[START OF ENTRIES PROVIDED]

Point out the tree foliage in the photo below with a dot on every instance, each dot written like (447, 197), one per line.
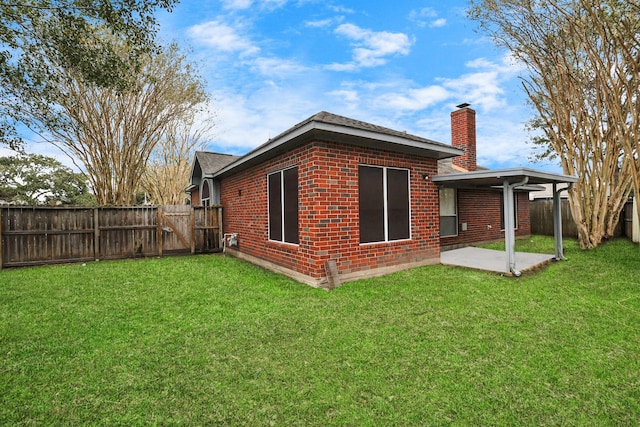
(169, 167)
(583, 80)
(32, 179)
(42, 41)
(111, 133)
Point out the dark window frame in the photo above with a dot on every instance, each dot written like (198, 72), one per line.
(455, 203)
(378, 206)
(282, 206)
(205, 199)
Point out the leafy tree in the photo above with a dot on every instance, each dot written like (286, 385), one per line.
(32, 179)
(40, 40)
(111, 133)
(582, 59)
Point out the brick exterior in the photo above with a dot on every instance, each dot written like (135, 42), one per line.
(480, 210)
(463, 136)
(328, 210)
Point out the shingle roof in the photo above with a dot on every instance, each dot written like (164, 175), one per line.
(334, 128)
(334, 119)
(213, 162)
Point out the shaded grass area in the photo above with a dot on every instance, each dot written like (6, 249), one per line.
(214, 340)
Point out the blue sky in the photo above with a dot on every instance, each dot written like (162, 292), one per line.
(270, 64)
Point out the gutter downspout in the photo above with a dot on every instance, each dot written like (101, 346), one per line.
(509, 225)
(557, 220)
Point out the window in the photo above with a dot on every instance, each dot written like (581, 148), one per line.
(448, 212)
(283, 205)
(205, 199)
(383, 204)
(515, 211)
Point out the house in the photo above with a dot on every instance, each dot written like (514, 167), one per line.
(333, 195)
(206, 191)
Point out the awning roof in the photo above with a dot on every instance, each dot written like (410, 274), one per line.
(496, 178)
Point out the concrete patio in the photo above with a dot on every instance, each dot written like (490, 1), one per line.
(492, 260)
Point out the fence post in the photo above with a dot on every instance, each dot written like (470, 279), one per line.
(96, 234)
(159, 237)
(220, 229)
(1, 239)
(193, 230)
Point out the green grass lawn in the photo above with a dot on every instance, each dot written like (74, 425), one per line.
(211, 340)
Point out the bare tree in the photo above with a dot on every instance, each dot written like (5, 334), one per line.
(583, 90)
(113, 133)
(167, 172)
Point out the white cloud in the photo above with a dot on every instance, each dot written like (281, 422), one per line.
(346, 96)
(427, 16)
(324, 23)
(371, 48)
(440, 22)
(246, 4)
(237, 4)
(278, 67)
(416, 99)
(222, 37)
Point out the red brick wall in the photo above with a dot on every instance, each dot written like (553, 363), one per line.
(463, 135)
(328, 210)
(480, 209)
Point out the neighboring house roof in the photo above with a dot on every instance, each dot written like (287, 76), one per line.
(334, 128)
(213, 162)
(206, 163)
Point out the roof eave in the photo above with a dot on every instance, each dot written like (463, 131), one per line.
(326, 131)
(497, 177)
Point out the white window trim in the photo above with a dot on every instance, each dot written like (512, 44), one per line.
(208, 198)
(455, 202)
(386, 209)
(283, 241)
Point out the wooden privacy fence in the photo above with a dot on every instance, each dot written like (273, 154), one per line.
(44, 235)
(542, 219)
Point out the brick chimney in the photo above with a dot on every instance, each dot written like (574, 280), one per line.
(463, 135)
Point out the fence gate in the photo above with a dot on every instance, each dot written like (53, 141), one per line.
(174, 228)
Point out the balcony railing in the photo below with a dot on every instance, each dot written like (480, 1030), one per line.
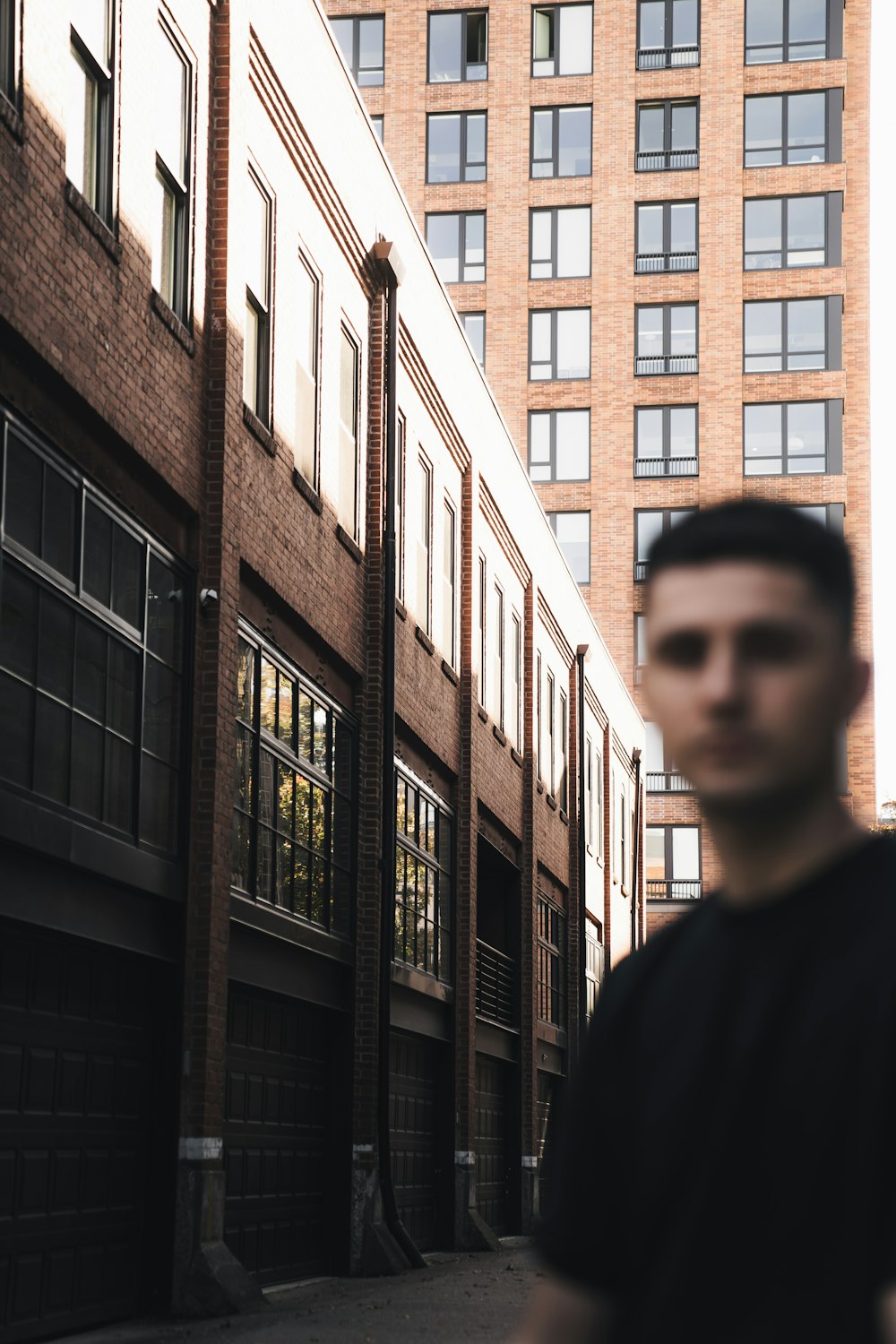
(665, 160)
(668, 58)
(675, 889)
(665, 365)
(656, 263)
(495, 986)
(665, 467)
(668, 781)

[END OF ENTRIES PROVIDED]
[START OF ENTRIES PROVIDED]

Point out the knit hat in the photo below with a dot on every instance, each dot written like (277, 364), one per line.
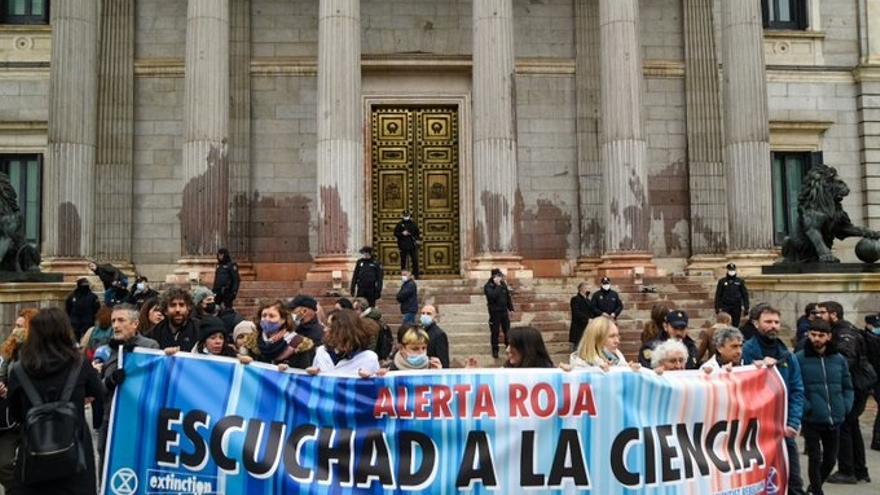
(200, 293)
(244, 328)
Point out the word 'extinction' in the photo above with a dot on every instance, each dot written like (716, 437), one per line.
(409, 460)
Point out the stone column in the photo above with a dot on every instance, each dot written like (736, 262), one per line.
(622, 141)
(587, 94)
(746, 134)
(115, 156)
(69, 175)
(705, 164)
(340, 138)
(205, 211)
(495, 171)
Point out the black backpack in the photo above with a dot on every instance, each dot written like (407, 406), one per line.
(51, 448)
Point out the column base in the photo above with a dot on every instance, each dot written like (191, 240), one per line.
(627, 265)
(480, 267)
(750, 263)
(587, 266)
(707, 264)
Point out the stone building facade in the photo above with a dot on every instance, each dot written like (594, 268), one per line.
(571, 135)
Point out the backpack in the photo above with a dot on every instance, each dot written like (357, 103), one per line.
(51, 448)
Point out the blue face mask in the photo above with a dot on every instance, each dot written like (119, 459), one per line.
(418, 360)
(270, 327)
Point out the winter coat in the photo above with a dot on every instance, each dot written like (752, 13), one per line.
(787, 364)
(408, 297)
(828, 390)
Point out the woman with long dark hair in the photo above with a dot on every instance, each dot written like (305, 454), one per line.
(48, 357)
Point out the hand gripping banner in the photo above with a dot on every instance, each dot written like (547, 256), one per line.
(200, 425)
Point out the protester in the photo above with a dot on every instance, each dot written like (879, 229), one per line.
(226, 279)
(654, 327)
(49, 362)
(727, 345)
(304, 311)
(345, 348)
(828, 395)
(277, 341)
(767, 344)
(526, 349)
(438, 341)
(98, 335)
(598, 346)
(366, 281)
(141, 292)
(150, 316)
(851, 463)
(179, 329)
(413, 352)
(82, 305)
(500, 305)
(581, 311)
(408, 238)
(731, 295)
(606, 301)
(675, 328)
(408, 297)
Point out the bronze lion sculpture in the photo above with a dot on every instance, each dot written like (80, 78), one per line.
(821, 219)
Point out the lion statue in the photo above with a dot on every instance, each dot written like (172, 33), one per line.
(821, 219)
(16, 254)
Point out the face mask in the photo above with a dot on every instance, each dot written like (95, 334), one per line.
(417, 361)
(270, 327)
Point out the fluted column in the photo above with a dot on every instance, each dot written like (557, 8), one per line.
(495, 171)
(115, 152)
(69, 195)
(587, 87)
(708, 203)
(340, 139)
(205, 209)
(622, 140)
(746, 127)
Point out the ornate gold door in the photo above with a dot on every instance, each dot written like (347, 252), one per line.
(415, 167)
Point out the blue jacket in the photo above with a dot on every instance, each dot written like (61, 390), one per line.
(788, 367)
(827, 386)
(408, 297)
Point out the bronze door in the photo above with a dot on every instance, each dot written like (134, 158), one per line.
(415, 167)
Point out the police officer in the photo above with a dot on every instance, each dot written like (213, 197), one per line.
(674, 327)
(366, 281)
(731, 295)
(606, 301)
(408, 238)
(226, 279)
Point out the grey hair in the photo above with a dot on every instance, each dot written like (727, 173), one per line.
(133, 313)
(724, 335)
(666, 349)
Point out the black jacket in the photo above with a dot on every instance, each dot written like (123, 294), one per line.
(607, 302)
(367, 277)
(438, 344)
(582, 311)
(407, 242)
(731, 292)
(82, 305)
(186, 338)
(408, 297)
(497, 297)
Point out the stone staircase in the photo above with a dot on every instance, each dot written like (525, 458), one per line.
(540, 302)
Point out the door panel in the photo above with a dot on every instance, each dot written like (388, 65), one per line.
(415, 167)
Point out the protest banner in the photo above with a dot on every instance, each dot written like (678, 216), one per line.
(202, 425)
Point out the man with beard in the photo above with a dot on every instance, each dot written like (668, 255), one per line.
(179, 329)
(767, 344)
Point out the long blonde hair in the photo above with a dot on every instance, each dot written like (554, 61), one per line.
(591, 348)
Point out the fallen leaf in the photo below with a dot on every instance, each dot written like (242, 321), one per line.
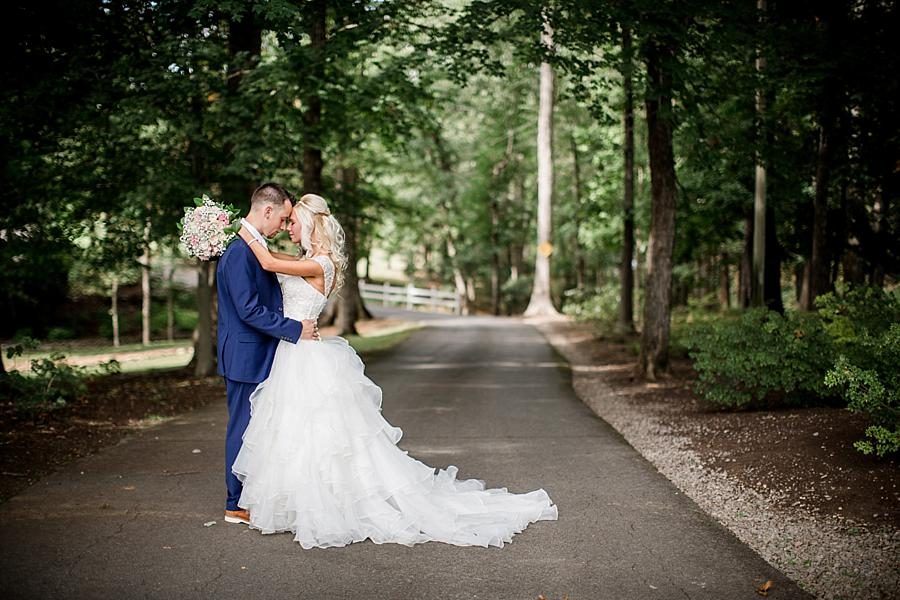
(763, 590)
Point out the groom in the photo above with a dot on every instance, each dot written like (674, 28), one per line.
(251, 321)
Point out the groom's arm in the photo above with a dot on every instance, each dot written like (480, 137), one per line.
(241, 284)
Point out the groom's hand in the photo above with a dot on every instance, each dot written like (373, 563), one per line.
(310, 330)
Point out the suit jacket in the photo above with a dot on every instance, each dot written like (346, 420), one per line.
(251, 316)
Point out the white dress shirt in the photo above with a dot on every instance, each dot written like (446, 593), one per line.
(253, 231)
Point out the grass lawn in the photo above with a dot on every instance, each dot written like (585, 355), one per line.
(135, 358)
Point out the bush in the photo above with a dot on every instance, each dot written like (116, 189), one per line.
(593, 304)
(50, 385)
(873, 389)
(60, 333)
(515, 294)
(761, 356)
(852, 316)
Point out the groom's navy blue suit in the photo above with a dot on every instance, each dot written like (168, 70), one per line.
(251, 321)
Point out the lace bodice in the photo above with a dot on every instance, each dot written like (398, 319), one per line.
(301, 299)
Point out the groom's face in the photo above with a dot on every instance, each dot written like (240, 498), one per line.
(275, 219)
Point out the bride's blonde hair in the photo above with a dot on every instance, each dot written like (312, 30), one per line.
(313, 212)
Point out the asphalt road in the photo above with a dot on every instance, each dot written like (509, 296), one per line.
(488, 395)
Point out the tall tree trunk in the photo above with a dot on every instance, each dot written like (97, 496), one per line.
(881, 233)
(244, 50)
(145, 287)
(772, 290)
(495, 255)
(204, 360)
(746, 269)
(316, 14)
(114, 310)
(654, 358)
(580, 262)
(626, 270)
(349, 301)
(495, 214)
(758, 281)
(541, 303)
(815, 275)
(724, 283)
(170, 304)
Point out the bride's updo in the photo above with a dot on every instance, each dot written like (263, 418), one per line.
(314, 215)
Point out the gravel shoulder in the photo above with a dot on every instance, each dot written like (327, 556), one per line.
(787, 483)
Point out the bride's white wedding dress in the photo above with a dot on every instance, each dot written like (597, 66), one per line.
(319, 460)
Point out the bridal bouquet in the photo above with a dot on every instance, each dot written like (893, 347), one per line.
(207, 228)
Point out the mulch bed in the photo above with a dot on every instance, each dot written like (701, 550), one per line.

[END OF ENTRIES PROVIDED]

• _WHAT IS REQUIRED_
Report every line above that contains the word "dark", copying each one in full. Case counts.

• _THE OUTPUT_
Point out the dark window frame in the photo above with a dot on every instance, each dot written like (198, 72), one per line.
Point out the woman with long dark hair in the photo above with a dot on every instance, each dot written like (305, 454), one per line.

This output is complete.